ASSIGNMENT:
Find every line in the records below that contains "window", and copy it.

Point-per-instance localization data
• • • • •

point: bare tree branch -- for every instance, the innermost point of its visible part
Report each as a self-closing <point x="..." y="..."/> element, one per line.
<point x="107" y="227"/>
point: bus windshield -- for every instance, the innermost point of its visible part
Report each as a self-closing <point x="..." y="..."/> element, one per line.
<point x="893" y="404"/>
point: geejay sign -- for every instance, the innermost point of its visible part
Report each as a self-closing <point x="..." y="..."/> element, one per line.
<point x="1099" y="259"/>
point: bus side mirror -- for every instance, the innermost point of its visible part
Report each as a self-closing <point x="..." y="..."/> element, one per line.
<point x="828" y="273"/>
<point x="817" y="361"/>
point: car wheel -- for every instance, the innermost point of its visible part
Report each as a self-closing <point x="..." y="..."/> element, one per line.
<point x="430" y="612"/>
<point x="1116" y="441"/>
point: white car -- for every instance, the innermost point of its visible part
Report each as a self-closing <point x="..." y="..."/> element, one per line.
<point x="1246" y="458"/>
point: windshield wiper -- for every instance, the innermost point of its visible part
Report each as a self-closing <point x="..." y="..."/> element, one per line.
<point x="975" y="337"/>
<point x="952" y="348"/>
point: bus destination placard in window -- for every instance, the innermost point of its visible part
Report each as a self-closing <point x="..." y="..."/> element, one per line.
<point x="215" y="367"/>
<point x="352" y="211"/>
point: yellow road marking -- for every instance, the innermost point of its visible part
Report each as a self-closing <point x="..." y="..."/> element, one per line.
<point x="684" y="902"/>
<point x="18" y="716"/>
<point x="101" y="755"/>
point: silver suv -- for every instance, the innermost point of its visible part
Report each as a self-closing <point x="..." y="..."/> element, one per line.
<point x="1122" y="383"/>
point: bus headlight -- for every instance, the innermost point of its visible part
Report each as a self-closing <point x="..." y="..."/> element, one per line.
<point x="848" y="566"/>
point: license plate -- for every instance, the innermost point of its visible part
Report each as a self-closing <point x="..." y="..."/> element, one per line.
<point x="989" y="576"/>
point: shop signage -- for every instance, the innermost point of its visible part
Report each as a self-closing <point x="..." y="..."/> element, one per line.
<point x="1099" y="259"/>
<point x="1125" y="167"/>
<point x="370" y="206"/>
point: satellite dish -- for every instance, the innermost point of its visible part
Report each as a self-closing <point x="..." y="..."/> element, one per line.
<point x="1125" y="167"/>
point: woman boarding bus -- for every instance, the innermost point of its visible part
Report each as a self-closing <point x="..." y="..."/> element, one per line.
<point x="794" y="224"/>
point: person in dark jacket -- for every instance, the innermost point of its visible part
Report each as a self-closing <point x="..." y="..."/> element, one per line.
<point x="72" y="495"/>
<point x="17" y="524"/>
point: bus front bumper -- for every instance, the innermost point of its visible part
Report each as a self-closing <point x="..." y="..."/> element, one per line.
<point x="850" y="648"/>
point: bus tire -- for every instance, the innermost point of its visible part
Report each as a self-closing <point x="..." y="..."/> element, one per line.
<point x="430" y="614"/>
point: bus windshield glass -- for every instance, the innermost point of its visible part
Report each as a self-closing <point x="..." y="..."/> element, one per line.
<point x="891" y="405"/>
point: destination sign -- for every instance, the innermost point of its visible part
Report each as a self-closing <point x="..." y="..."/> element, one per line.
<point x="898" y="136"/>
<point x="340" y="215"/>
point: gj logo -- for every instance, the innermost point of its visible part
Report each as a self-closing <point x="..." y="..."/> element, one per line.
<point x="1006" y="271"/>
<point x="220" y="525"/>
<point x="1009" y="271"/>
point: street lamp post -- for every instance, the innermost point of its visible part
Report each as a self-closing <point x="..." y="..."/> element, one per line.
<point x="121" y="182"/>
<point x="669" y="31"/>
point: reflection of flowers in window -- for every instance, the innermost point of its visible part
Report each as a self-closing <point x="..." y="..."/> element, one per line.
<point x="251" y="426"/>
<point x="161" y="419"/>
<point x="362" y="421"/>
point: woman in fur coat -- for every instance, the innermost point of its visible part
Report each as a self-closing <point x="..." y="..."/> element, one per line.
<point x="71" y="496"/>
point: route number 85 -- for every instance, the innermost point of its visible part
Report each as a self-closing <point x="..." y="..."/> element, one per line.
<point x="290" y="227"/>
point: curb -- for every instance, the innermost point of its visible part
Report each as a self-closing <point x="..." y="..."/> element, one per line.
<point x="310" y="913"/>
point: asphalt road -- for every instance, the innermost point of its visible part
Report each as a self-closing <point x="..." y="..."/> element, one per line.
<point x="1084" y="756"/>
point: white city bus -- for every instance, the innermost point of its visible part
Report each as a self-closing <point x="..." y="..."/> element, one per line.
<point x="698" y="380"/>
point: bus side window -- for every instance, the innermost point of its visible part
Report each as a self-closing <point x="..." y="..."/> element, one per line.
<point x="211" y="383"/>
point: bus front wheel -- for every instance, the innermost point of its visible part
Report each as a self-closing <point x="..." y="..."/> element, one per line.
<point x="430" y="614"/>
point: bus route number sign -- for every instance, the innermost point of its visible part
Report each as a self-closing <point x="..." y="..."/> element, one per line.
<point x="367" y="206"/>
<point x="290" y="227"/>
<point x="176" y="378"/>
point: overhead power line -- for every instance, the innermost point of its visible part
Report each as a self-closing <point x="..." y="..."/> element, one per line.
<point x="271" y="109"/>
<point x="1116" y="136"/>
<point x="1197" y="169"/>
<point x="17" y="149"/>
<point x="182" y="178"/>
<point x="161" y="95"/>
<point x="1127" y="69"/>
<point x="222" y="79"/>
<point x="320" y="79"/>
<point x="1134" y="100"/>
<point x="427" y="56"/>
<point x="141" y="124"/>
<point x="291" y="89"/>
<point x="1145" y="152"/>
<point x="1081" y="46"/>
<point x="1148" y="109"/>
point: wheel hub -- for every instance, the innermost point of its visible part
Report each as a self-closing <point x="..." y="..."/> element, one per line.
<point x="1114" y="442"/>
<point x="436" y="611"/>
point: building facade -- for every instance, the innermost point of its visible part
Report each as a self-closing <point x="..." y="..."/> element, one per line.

• • • • •

OUTPUT FOR THIS EXERCISE:
point: bus destination placard in window -- for every instance, the innermost point of its visible part
point: reflection of flowers in window -- for every instance, the innermost point of its visible part
point: bus side window -- for every instance, the innermost point of its visible part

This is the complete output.